**Assignment:**
According to the post below on the ruling against the CDC mask mandate, why does § 264(a) of the Public Health Services Act not authorize the CDC to issue the mandate? Answer in one to three sentences.

**Page extract:**
********
Sunday, April 24, 2022

US District Judge Strikes Down CDC Mask Mandate

 

In a recent court case, US District Judge Kathryn Kimball Mizelle struck down the CDC's mask requirement that went into effect on February 3, 2021; concluding that the CDC exceeded its statutory authority and violated APA procedures required for agency rulemaking. There are mixed feelings about this decision, but the decision does not remove the right to wear a mask. There are plenty of comments on news shows, internet forums, Reddit, etc where people say the logic surrounding the decision is flawed or outright wrong because the Judge tossed out one of the definitions of a word arbitrarily. The Judge's reasoning for vacating 86 Fed. Reg. 8025 (Feb 3, 2021) and remanding it to the CDC are below.

The CDC published the Mask Mandate without public participation as required by the APA procedures and the Mandate also claimed it wasn't a rule under the APA. In her judgment, she did not accept the CDC's defense that public participation would've created too much of a burden. Why would the CDC argue it would be too much of a burden if they also claimed that it wouldn't need public participation because it wasn't a rule?

The CDC relied on the Public Health Services Act of 1944 (PHSA) to empower its Mask Mandate through § 264(b)-(d), whereby courts have already vacated decisions regarding the CDC's decision to shut down the cruise industry and prohibit landlords from evicting tenants for not paying rent. The remaining Mask Mandate was still in effect using § 264 for legal standing and authority to enforce such a federal mandate. As with the other two, the third use is likely to exceed CDC's authority to publish and enforce the Mask Mandate.

§ 264(a) of PHSA does not authorize the CDC to issue a Mask Mandate because the text suggests methods of preventing communicable diseases by active cleaning or preserving cleanliness. Masks “neither sanitize the person wearing a mask nor sanitizes the conveyance”. The text suggests methods of “identifying, isolating, and destroying the disease itself”.

Finally, § 264(a) extends to property whereas § 264(b)-(d) extends to personal liberty. It empowers authorities to detain and quarantine individuals who are traveling interstate or coming from a foreign country who are “reasonably believed to be infected with a communicable disease in a qualifying stage” and found upon examination to be infected. The Mask Mandate would then be considered the “conditional release” as it allows freedom of use of conveyances as well as freedom of movement of the individual. The Mask Mandate would violate both (c) and (d).

It surprises me when news pundits or people on the internet boil down a decision to one thing. There were many issues with the Mask Mandate that violated the law or exceeded its statutory authority. It is not simply that the Judge arbitrarily chose a definition to suit her decision, or that she spun her decision to match political ideologies.
********
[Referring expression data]
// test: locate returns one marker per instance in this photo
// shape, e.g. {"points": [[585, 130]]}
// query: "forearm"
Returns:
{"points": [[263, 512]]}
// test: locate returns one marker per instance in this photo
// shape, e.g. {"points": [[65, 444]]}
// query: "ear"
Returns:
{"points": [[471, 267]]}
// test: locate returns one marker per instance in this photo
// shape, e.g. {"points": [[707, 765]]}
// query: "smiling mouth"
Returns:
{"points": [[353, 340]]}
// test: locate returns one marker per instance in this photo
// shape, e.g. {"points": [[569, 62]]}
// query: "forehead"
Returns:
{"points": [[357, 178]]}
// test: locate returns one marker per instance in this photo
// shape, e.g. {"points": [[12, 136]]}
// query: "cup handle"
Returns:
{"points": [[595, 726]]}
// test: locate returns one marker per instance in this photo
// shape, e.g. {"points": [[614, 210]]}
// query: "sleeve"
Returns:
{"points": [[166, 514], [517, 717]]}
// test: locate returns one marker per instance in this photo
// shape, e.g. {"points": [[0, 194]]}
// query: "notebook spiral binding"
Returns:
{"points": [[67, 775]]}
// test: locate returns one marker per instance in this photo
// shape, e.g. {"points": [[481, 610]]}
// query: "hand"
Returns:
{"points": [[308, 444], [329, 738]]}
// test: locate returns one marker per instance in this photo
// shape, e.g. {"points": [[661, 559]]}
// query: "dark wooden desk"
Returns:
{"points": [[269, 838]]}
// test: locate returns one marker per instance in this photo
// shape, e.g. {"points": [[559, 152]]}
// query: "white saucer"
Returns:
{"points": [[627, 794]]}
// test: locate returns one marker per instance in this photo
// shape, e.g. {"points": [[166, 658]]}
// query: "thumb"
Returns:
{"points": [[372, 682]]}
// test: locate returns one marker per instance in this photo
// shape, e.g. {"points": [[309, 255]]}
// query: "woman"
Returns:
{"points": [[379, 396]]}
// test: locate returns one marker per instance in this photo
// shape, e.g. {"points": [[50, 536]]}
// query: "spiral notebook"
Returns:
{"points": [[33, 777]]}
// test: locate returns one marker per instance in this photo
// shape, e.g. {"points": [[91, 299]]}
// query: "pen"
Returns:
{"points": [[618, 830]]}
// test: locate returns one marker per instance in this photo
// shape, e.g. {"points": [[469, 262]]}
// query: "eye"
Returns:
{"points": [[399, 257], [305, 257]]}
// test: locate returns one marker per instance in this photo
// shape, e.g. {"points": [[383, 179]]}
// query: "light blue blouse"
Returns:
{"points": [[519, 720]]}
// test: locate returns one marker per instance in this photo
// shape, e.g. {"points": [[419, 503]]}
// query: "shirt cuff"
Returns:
********
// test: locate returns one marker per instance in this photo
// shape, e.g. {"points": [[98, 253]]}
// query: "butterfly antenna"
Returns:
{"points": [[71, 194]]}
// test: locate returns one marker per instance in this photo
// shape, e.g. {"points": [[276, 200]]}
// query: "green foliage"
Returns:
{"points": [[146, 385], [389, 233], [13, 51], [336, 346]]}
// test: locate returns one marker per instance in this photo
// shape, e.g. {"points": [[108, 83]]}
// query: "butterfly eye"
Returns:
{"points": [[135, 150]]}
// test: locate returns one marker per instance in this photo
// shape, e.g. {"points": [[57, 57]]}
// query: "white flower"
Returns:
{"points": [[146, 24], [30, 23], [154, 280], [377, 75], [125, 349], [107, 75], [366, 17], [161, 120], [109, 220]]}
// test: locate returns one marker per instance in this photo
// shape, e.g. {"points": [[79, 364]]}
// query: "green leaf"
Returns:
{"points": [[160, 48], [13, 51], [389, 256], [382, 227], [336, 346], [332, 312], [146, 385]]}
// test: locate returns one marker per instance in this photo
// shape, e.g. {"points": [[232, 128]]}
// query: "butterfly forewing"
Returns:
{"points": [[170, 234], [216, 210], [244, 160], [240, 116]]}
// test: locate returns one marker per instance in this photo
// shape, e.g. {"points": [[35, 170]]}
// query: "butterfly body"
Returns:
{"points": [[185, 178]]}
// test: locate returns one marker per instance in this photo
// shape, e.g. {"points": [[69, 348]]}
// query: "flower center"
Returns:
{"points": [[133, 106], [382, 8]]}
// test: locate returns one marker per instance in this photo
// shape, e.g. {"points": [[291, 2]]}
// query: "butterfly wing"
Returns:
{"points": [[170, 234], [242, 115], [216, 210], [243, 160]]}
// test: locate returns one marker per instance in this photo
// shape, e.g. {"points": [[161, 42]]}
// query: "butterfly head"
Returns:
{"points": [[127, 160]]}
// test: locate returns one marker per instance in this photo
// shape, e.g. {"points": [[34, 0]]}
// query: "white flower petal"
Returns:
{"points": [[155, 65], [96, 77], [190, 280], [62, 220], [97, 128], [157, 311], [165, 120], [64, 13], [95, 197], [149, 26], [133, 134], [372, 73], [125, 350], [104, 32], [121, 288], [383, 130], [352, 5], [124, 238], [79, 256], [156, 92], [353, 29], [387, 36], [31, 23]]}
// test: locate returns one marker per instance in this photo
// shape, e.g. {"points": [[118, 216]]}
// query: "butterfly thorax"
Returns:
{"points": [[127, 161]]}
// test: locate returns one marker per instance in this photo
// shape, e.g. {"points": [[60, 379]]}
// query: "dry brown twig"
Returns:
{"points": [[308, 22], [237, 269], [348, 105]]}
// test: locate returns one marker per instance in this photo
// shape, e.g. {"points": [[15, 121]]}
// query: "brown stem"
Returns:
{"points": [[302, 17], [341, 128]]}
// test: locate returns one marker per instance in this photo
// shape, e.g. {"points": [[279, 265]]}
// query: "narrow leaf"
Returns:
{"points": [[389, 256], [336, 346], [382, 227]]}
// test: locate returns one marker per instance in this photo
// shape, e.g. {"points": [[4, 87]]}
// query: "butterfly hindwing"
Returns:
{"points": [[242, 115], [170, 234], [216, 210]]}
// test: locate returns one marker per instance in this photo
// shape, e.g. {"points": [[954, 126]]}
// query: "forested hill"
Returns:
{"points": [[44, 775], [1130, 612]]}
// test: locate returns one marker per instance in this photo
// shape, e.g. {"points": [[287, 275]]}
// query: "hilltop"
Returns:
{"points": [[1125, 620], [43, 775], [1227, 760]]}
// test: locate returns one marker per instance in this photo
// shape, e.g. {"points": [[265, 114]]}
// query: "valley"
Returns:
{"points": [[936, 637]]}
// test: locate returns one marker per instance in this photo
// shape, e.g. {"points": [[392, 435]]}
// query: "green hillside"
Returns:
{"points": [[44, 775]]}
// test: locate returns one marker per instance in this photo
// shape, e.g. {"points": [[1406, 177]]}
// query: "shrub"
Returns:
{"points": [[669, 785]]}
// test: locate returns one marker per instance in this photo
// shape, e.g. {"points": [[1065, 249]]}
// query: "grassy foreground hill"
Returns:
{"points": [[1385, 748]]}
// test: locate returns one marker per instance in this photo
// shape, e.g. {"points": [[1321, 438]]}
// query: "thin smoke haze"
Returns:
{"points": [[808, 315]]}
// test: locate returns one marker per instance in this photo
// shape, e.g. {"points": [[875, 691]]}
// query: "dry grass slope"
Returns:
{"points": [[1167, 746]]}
********
**Answer for the task:**
The text of § 264(a) points to ways of preventing communicable diseases through active cleaning or preserving cleanliness, and through identifying, isolating and destroying the disease itself. Masks neither sanitize the person wearing them nor sanitize the conveyance.